EXERCISE
Convert every line of the records below into a numbered list, omitting any blank lines.

[Coordinate labeling data]

(begin)

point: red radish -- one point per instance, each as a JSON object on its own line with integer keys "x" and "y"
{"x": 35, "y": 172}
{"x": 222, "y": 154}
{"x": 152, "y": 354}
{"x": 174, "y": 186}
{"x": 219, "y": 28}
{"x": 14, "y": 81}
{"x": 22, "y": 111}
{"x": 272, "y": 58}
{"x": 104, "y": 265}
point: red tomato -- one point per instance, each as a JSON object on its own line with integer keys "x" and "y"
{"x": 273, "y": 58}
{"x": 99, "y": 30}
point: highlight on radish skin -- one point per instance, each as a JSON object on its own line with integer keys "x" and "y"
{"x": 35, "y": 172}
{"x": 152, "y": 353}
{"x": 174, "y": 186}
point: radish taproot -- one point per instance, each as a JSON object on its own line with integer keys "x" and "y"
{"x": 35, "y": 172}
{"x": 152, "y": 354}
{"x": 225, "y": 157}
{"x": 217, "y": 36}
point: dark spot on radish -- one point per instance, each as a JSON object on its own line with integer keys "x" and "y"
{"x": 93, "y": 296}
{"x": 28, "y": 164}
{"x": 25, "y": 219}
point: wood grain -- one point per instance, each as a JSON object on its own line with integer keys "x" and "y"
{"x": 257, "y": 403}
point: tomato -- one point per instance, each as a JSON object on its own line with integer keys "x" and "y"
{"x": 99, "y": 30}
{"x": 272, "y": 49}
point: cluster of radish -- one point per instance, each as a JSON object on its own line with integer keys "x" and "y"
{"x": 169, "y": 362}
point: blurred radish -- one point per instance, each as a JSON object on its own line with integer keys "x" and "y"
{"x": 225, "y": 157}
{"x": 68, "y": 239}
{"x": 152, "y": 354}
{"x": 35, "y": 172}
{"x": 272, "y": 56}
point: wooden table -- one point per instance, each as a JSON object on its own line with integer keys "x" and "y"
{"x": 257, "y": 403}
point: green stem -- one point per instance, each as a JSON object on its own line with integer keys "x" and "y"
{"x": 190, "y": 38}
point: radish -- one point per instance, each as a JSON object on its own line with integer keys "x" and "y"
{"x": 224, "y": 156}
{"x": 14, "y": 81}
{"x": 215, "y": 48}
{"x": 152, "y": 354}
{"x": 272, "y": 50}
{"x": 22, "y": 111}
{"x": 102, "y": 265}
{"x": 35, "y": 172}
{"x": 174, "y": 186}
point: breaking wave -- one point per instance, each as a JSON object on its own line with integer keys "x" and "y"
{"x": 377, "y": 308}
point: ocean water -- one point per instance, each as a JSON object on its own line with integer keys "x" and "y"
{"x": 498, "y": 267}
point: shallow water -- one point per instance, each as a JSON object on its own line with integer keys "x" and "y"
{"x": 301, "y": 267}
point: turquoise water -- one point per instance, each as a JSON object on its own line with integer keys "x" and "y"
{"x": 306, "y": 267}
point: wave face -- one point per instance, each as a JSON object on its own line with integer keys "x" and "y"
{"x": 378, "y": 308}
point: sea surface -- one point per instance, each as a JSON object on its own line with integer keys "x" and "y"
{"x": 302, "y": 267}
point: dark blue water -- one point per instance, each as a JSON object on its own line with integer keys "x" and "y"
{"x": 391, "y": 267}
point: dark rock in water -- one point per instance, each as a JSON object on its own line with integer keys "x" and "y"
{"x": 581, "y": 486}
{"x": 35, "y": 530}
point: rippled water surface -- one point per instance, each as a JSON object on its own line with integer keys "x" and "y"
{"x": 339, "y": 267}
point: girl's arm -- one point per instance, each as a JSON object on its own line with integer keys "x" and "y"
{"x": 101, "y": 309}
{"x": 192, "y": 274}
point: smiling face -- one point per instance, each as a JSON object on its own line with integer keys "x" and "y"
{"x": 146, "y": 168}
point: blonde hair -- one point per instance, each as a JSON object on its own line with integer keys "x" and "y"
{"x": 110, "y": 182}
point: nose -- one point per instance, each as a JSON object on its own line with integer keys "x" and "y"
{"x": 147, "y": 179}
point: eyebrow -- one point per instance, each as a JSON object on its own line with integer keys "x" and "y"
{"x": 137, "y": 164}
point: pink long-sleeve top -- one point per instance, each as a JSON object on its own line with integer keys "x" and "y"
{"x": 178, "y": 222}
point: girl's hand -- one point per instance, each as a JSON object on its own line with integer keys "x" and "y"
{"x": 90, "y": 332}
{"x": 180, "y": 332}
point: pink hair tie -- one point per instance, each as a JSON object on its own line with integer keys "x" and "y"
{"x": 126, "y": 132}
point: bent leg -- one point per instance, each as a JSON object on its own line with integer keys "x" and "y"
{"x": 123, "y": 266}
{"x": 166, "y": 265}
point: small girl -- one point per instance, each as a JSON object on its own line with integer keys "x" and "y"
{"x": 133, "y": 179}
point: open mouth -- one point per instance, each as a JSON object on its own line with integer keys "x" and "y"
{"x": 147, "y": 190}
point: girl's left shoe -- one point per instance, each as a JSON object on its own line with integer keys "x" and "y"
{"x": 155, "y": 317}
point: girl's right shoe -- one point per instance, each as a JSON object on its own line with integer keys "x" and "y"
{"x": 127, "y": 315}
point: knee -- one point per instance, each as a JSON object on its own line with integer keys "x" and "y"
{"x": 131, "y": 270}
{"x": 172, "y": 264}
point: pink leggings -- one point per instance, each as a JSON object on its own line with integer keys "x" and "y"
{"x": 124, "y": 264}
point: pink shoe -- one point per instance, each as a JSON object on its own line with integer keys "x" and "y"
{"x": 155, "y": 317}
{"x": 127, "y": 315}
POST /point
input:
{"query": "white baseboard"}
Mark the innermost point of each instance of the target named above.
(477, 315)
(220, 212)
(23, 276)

(end)

RESULT OF THE TASK
1. point: red radish -- one point per instance, each as a JSON object on its own line with integer keys "x" and "y"
2. {"x": 35, "y": 172}
3. {"x": 222, "y": 154}
4. {"x": 152, "y": 354}
5. {"x": 174, "y": 186}
6. {"x": 219, "y": 28}
7. {"x": 14, "y": 81}
8. {"x": 22, "y": 111}
9. {"x": 272, "y": 58}
10. {"x": 104, "y": 265}
11. point: red tomato -- one point per instance, each as a JSON object on its own line with integer keys "x" and "y"
12. {"x": 273, "y": 58}
13. {"x": 99, "y": 30}
14. point: highlight on radish skin -- one point per instance, each as a JSON object on its own line with integer keys "x" and "y"
15. {"x": 35, "y": 172}
16. {"x": 152, "y": 353}
17. {"x": 174, "y": 186}
18. point: radish taproot -- one point per instance, each as a JSON object on its own line with integer keys "x" and "y"
19. {"x": 35, "y": 172}
20. {"x": 152, "y": 354}
21. {"x": 225, "y": 157}
22. {"x": 217, "y": 36}
23. point: dark spot on radish -- one point per instance, each as a JSON object on its own line with integer keys "x" and "y"
24. {"x": 93, "y": 296}
25. {"x": 28, "y": 164}
26. {"x": 25, "y": 219}
27. point: wood grain -- one point per instance, each as a JSON object on its own line with integer keys "x" and "y"
28. {"x": 257, "y": 403}
29. point: tomato -- one point per instance, each as a JSON object on its own line with integer keys "x" and "y"
30. {"x": 99, "y": 30}
31. {"x": 272, "y": 49}
32. point: cluster of radish -- one point per instance, each as a JSON object on its own line with integer keys "x" and "y"
33. {"x": 169, "y": 362}
34. point: blurred radish -- one point per instance, each as a JSON object on its own line with integer keys "x" and "y"
35. {"x": 225, "y": 157}
36. {"x": 68, "y": 239}
37. {"x": 152, "y": 354}
38. {"x": 35, "y": 172}
39. {"x": 272, "y": 56}
40. point: wooden table -- one point per instance, each as a JSON object on its own line with integer keys "x" and "y"
41. {"x": 257, "y": 403}
42. point: green stem -- one point per instance, each as a JSON object on its own line with integer keys "x" and "y"
43. {"x": 190, "y": 38}
44. point: radish -- one point per instance, each as a JSON object on its own line with integer keys "x" and "y"
45. {"x": 224, "y": 156}
46. {"x": 14, "y": 81}
47. {"x": 215, "y": 48}
48. {"x": 152, "y": 354}
49. {"x": 272, "y": 50}
50. {"x": 22, "y": 111}
51. {"x": 102, "y": 265}
52. {"x": 35, "y": 172}
53. {"x": 174, "y": 186}
54. point: breaking wave -- one point per instance, each as a JSON object on its own line with integer keys "x" and "y"
55. {"x": 377, "y": 308}
56. point: ocean water -- one point per instance, each as a JSON object on its own line with integer keys "x" and "y"
57. {"x": 498, "y": 267}
58. point: shallow water -- one point per instance, each as a JSON object on its own line with integer keys "x" and "y"
59. {"x": 301, "y": 267}
60. point: turquoise water -- one point per instance, each as a JSON object on its own line with integer keys "x" and "y"
61. {"x": 306, "y": 267}
62. point: wave face -- one point per instance, each as a JSON object on its own line with integer keys "x" and "y"
63. {"x": 378, "y": 308}
64. point: sea surface -- one point per instance, each as a JSON object on its own line with integer keys "x" and "y"
65. {"x": 302, "y": 267}
66. point: dark blue water -- one point per instance, each as a JSON object on its own line with integer keys "x" and "y"
67. {"x": 391, "y": 267}
68. point: dark rock in water -- one point per instance, each as a JSON object on its own line with integer keys "x" and "y"
69. {"x": 581, "y": 486}
70. {"x": 35, "y": 530}
71. point: rippled water surface -- one point per instance, each as a JSON object on its own line with integer keys "x" and "y"
72. {"x": 339, "y": 267}
73. point: girl's arm -- one point per instance, each as a JSON object on its own line with integer keys "x" and "y"
74. {"x": 101, "y": 309}
75. {"x": 192, "y": 274}
76. point: smiling face -- one point per instance, each as a JSON object on its own line with integer keys "x" and "y"
77. {"x": 146, "y": 168}
78. point: blonde hair -- one point per instance, each as a JSON object on its own line with integer keys "x" and "y"
79. {"x": 110, "y": 182}
80. point: nose -- one point per instance, each as a JSON object on its own line with integer keys "x" and "y"
81. {"x": 147, "y": 179}
82. point: eyebrow -- one point per instance, each as a JSON object on its own line with integer keys "x" and "y"
83. {"x": 137, "y": 164}
84. point: pink long-sleeve top -- one point per instance, each as a JSON object on its own line with integer keys "x" and "y"
85. {"x": 178, "y": 222}
86. point: girl's hand -- one point per instance, each as a JSON object on its own line with integer keys "x" and "y"
87. {"x": 90, "y": 332}
88. {"x": 180, "y": 332}
89. point: pink hair tie -- one point per instance, each as a JSON object on its own line with integer keys "x" and "y"
90. {"x": 126, "y": 132}
91. point: bent leg -- one point per instance, each as a JSON object on its own line with integer keys "x" and "y"
92. {"x": 123, "y": 266}
93. {"x": 166, "y": 265}
94. point: small girl -- one point per instance, each as a JSON object on its own line with integer keys "x" and "y"
95. {"x": 133, "y": 179}
96. point: open mouth -- one point per instance, each as a JSON object on its own line with integer keys "x" and "y"
97. {"x": 147, "y": 190}
98. point: girl's left shoe -- one point per instance, each as a JSON object on its own line with integer keys "x" and "y"
99. {"x": 155, "y": 317}
100. point: girl's right shoe -- one point per instance, each as a JSON object on its own line with integer keys "x" and "y"
101. {"x": 127, "y": 315}
102. point: knee -- one point per instance, each as a JSON object on its own line with integer keys "x" and "y"
103. {"x": 131, "y": 270}
104. {"x": 172, "y": 264}
105. point: pink leggings -- one point per instance, each as a JSON object on its own line with integer keys "x" and "y"
106. {"x": 124, "y": 264}
107. point: pink shoe -- one point per instance, each as a JSON object on its own line with integer keys "x" and "y"
108. {"x": 155, "y": 317}
109. {"x": 127, "y": 315}
110. POST /point
111. input:
112. {"query": "white baseboard"}
113. Mark the innermost point of each instance of the target named above.
114. (477, 315)
115. (220, 212)
116. (23, 276)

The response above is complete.